SUPPLIED TEXT:

Sunday, January 24, 2010

Turning 5...

Today my babies turned 5 years old. The day started off well with the girls getting themselves up, a delicious home-cooked breakfast and great conversation with our hosts in Cumming, GA. Then things started to fall apart...Lauren threw a fit when we tried to bring out a birthday cake, refused to have us sing "Happy Birthday" to her and then stomped off when we mentioned presents. Whose kid is this?

Once we reluctantly left our friends, we were surprised at the amount of traffic in Atlanta on a Sunday. On top of that, the weather quickly deteriorated to drenching downpours, massive wind gusts, and flooded freeway lanes. It was like this, off and on, all the way to Orlando.

The girls are sick, which just drives me crazy because they are NEVER sick. Great...just great. They were so badly behaved today that at dinner, I actually had to leave the table and walk off my anger. That is a first for me. We even had to cancel their birthday cake at the resturant because they were so naughty....which is really sad. Ugh. I just feel like crying...

OBJECTIVE: Pick up the blog post about the twins' fifth birthday after its last sentence and keep it going. The lines that follow have no connection to the blog post.

Dataset rows showing where objects appear:
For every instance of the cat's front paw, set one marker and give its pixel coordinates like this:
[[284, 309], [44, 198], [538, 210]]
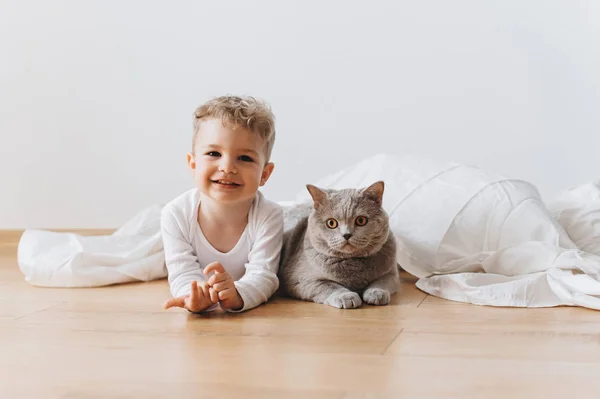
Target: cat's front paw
[[344, 300], [376, 296]]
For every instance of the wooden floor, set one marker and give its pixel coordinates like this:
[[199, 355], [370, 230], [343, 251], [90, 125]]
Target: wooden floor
[[117, 342]]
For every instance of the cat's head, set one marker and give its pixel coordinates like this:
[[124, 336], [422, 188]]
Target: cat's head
[[348, 222]]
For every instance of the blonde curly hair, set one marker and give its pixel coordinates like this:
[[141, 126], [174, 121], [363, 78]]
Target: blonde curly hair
[[248, 112]]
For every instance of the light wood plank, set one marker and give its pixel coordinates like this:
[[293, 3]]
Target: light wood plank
[[117, 341]]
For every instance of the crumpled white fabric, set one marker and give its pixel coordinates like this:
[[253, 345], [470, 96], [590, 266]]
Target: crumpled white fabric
[[473, 236], [59, 259], [469, 235]]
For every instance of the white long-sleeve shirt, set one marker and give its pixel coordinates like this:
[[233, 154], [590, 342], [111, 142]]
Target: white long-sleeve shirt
[[252, 263]]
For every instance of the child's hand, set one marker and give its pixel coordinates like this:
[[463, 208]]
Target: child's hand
[[222, 283], [199, 299]]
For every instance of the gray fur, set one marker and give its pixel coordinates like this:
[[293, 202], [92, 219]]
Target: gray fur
[[317, 265]]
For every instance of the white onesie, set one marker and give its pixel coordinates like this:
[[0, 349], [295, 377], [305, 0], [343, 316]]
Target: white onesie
[[252, 263]]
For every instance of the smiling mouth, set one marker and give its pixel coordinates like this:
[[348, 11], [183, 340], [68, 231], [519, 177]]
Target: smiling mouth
[[226, 183]]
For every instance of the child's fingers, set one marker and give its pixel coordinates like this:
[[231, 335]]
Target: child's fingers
[[222, 286], [205, 287], [229, 293], [214, 295], [214, 267], [194, 295], [179, 302], [217, 278]]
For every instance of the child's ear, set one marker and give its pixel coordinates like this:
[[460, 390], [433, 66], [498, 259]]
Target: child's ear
[[266, 173], [191, 160]]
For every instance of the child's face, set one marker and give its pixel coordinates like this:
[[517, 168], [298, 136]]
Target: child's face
[[228, 162]]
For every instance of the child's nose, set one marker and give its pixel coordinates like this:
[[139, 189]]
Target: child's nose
[[227, 165]]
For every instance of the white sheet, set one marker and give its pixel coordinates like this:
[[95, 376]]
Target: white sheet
[[469, 235], [472, 236]]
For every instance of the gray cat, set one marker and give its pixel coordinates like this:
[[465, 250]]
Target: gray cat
[[339, 248]]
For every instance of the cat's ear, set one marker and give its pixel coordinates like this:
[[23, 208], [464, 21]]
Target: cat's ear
[[375, 192], [319, 196]]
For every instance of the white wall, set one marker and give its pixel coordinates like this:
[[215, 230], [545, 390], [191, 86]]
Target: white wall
[[96, 97]]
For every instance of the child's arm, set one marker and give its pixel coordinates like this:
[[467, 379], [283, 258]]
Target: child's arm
[[260, 281], [182, 264]]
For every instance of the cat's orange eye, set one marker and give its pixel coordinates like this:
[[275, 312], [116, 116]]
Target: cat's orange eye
[[361, 221]]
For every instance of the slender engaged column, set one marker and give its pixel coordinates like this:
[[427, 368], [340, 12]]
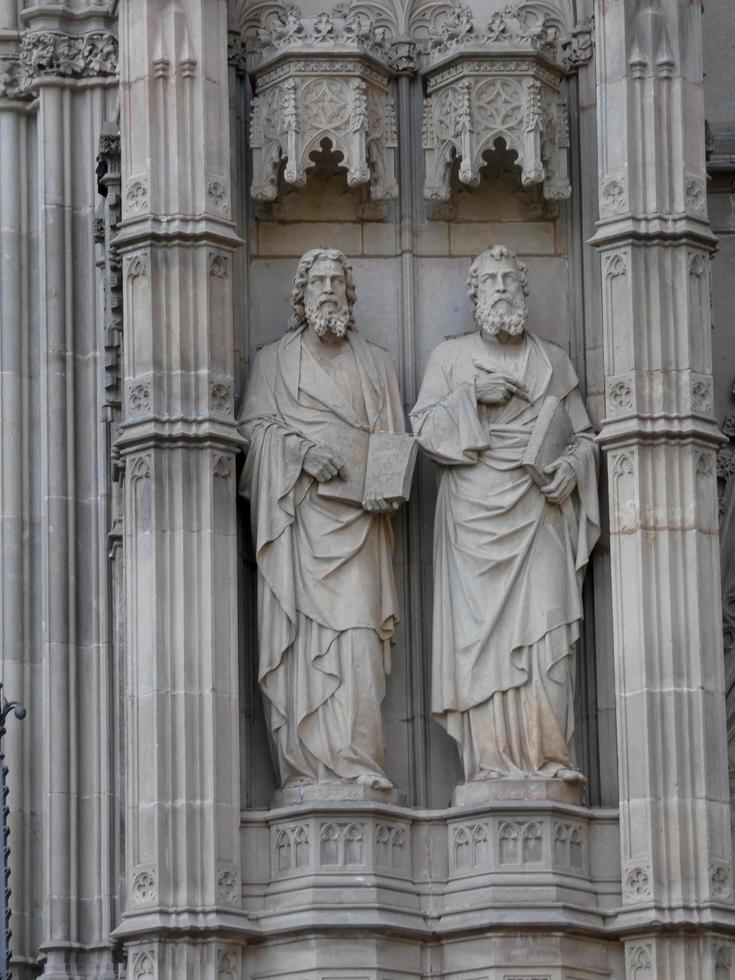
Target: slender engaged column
[[660, 437], [178, 442]]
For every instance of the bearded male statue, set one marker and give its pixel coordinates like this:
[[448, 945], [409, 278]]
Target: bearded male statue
[[326, 594], [509, 551]]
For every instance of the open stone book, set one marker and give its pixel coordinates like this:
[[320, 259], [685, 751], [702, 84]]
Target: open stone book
[[379, 463]]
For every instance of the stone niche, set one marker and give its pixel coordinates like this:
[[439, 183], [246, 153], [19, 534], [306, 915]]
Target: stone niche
[[321, 79]]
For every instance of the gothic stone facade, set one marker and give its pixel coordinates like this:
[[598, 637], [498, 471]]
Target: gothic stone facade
[[163, 164]]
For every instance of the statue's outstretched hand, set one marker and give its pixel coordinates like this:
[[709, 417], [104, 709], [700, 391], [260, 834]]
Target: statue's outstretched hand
[[322, 463], [492, 387], [563, 481], [377, 505]]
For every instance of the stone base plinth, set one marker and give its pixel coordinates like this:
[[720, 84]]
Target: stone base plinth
[[482, 791], [344, 791]]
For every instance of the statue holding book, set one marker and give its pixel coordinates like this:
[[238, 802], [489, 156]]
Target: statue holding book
[[328, 462], [501, 412]]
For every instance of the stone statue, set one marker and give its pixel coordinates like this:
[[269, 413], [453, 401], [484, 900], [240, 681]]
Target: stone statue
[[509, 553], [326, 593]]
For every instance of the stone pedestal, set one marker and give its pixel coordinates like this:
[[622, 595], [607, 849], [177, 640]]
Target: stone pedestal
[[489, 791], [334, 792]]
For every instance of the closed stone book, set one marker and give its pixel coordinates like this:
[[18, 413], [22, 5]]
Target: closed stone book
[[351, 445], [551, 434]]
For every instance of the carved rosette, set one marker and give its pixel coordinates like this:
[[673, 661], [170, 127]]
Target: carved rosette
[[324, 78]]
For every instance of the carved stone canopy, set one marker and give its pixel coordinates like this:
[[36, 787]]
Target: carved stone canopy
[[497, 76], [322, 78], [473, 102]]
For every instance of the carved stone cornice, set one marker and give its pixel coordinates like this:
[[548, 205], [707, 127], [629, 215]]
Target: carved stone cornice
[[370, 27], [449, 27], [477, 100], [13, 81], [55, 54]]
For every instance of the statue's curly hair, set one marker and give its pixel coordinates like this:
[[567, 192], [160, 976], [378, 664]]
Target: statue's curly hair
[[307, 260], [496, 252]]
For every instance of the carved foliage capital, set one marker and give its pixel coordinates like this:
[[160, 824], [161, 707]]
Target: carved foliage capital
[[53, 53]]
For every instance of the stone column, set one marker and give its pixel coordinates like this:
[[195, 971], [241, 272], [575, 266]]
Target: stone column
[[660, 438], [178, 443], [17, 118], [67, 68]]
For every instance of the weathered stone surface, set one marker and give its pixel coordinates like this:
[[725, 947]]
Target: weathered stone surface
[[141, 843]]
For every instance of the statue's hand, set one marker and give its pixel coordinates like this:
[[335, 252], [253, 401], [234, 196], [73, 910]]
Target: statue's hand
[[377, 505], [322, 464], [495, 388], [563, 481]]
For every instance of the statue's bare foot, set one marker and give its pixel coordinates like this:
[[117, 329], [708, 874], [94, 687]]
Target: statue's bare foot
[[374, 781], [485, 774], [571, 776]]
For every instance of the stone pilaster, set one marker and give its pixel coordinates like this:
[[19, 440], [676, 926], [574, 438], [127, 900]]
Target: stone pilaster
[[179, 442], [17, 120], [58, 79], [660, 436]]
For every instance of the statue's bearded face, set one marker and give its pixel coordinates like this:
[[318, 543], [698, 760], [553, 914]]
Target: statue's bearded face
[[501, 306], [325, 299]]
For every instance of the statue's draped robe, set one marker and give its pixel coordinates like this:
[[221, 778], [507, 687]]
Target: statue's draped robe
[[508, 565], [326, 593]]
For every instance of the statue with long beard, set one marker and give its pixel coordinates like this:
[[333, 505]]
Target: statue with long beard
[[509, 554], [327, 607]]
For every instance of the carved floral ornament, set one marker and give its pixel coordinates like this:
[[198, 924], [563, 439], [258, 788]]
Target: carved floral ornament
[[326, 76], [45, 54]]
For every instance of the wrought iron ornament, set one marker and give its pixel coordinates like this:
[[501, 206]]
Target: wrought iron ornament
[[5, 952]]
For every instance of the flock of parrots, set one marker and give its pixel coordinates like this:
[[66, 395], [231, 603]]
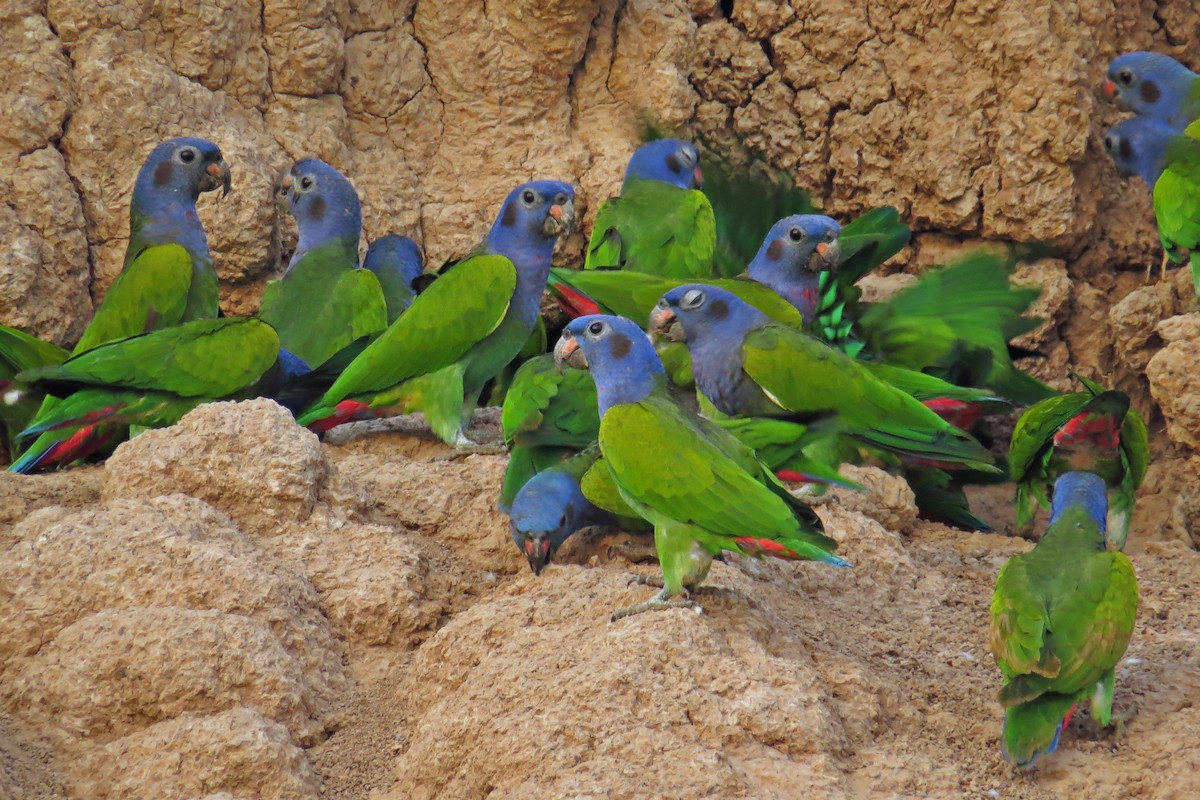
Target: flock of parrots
[[709, 366]]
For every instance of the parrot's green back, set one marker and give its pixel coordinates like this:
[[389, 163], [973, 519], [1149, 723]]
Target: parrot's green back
[[657, 228], [324, 302], [160, 287], [1061, 619]]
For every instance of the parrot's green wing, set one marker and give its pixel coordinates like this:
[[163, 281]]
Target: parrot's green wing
[[658, 228], [703, 486], [444, 322], [549, 405], [324, 302], [805, 376], [150, 294], [634, 295], [205, 358], [1035, 432]]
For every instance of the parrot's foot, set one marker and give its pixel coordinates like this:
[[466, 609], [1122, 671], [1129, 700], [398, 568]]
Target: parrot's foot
[[658, 602], [465, 446]]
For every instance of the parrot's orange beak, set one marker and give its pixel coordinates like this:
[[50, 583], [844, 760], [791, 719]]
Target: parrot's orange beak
[[219, 170], [568, 352]]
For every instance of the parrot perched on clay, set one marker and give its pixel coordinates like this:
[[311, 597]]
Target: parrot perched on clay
[[1156, 86], [324, 300], [145, 380], [1061, 619], [549, 414], [551, 506], [661, 223], [167, 277], [748, 365], [462, 330], [396, 262], [1095, 431], [21, 352], [715, 495]]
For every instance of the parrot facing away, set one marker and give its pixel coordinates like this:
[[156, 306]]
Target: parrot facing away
[[1061, 619], [462, 330], [147, 380], [661, 223], [396, 262], [1153, 85], [551, 506], [323, 301], [715, 495], [748, 365], [1095, 431]]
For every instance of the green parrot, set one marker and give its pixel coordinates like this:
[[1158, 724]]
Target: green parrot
[[1095, 431], [324, 300], [460, 331], [660, 223], [750, 366], [717, 495], [1061, 620], [145, 380]]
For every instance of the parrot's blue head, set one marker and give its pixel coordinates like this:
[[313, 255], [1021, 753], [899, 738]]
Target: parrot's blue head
[[1086, 489], [532, 218], [547, 510], [1151, 84], [324, 204], [617, 353], [395, 256], [699, 313], [179, 169], [671, 161], [792, 257], [1138, 146]]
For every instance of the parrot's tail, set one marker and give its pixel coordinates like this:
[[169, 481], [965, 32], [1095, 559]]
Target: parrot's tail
[[1033, 729]]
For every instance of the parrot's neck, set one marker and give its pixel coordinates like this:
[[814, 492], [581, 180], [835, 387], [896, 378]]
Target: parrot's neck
[[173, 223], [798, 287]]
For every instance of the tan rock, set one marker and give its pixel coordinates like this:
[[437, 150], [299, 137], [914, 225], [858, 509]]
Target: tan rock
[[249, 459], [1173, 383], [239, 751]]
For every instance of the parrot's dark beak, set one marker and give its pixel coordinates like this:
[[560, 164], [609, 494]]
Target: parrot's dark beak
[[568, 352], [827, 256], [665, 325], [537, 549], [559, 220]]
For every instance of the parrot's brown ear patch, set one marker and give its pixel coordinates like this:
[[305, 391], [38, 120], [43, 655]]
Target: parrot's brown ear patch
[[163, 173], [1150, 91], [317, 209]]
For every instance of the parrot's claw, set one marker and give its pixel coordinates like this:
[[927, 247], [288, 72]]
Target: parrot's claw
[[658, 602]]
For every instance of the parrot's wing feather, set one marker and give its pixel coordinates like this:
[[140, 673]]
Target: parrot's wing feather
[[444, 322]]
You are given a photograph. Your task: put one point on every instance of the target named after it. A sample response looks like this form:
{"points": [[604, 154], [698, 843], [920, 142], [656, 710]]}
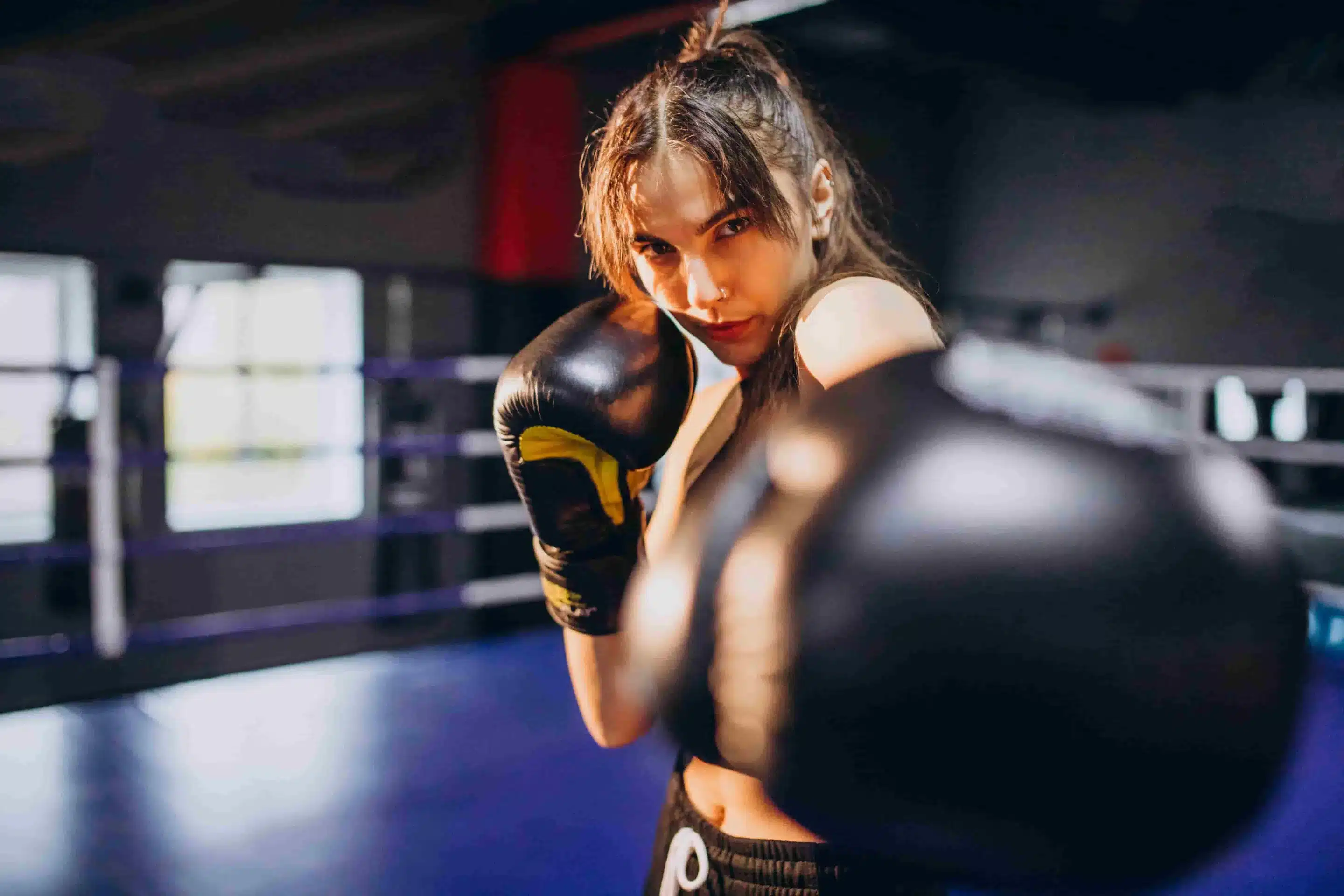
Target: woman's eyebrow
{"points": [[715, 218], [700, 231]]}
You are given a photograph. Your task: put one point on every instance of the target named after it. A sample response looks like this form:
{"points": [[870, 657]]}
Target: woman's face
{"points": [[707, 264]]}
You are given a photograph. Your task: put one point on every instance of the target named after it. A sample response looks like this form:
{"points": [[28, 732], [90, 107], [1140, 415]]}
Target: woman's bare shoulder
{"points": [[855, 323]]}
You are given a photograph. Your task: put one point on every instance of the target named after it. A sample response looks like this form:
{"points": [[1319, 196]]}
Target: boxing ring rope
{"points": [[1191, 383], [112, 635]]}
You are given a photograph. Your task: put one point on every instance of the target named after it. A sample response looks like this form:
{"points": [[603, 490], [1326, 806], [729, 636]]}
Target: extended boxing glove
{"points": [[990, 614], [584, 413]]}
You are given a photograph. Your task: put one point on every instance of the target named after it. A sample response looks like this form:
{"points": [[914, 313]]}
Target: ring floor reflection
{"points": [[457, 769]]}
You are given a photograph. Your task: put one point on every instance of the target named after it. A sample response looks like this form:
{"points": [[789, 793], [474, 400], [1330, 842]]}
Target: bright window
{"points": [[256, 434], [46, 319]]}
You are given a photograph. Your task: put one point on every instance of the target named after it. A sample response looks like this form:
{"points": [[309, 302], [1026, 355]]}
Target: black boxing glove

ANSWER TO THE PROBLEM:
I hope and pray that tomorrow will be better. The weather is warm, Disney World is at our backdoor and there is still a little bit of magic left in the air. Keep your fingers crossed for us that it all works out...

Thanks!  :)

P.S. I'm sorry that your birthday wasn't very good, girls. Hopefully the rest of the week will make up for it!

Wednesday, January 20, 2010

Wordless Wednesday: Feeling nostalgic...




 

Daddy was the first person to hold both girls at the same time...


Mommy was exhausted but totally in love...

Monday, January 18, 2010

These are a few...

I was thinking about palm trees and Pina Colada's the other day which then got me thinking about some of my favorite things. I thought that I would jot down a few of them as they came to me and here is what I have so far, in no particular order. The list is not complete by any means, just what a pencil and a few random moments got me...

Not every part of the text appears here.